**WORK ITEM**
Leave the images behind and copy every record exactly.

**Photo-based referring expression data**
= = = =
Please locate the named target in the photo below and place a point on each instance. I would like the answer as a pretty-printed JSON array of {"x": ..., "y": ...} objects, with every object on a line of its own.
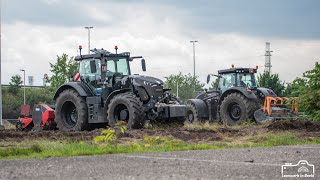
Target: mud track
[{"x": 303, "y": 128}]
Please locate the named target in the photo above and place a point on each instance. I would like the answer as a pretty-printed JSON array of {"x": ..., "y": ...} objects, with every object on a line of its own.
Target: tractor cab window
[
  {"x": 226, "y": 81},
  {"x": 247, "y": 80},
  {"x": 90, "y": 70},
  {"x": 119, "y": 65}
]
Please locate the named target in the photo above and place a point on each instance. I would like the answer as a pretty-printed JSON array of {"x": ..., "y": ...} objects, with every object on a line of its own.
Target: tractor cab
[
  {"x": 104, "y": 69},
  {"x": 237, "y": 77}
]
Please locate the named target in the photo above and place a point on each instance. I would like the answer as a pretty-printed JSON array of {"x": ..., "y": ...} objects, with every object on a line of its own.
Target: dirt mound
[
  {"x": 13, "y": 135},
  {"x": 181, "y": 134},
  {"x": 295, "y": 125}
]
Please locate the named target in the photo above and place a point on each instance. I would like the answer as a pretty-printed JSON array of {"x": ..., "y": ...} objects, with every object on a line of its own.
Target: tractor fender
[
  {"x": 201, "y": 107},
  {"x": 82, "y": 89},
  {"x": 241, "y": 90},
  {"x": 266, "y": 91},
  {"x": 111, "y": 95}
]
= = = =
**TASK RESULT**
Please locate the named target in the photo below and place a point on each instance. I would like the answer as a pretty-printed JSON array of {"x": ..., "y": ...} objects, with every object on a line of its own.
Target: mud track
[{"x": 303, "y": 128}]
Please locate the named target in the photo above and place a point on each instance. I would like the answer as a pretty-printed JSON array of {"x": ..., "y": ...} objects, with every object on a line of its own.
Target: tractor cab window
[
  {"x": 226, "y": 81},
  {"x": 247, "y": 80},
  {"x": 90, "y": 70},
  {"x": 119, "y": 65}
]
Please locate the named target in the photo above and place a point on each instance. I would like the answer as a pretty-printed JSON array of {"x": ..., "y": ...} objects, with every object on a line of its own.
Target: tractor cab
[
  {"x": 104, "y": 69},
  {"x": 237, "y": 77}
]
Please locate the named target in the photo above and place a point on each instance. I would like the answer as a pretty-printed JSON array of {"x": ..., "y": ...} objects, with every object on a line of its own.
Target: dirt mound
[
  {"x": 13, "y": 135},
  {"x": 181, "y": 134},
  {"x": 295, "y": 125}
]
Please locate the named target in the photo above and place a point on each instance. I would like the answer as a pretty-printed JSON array of {"x": ..., "y": ...} objects, with every object on a line of its own.
Target: tractor fender
[
  {"x": 201, "y": 107},
  {"x": 82, "y": 89},
  {"x": 241, "y": 90},
  {"x": 266, "y": 91},
  {"x": 111, "y": 95}
]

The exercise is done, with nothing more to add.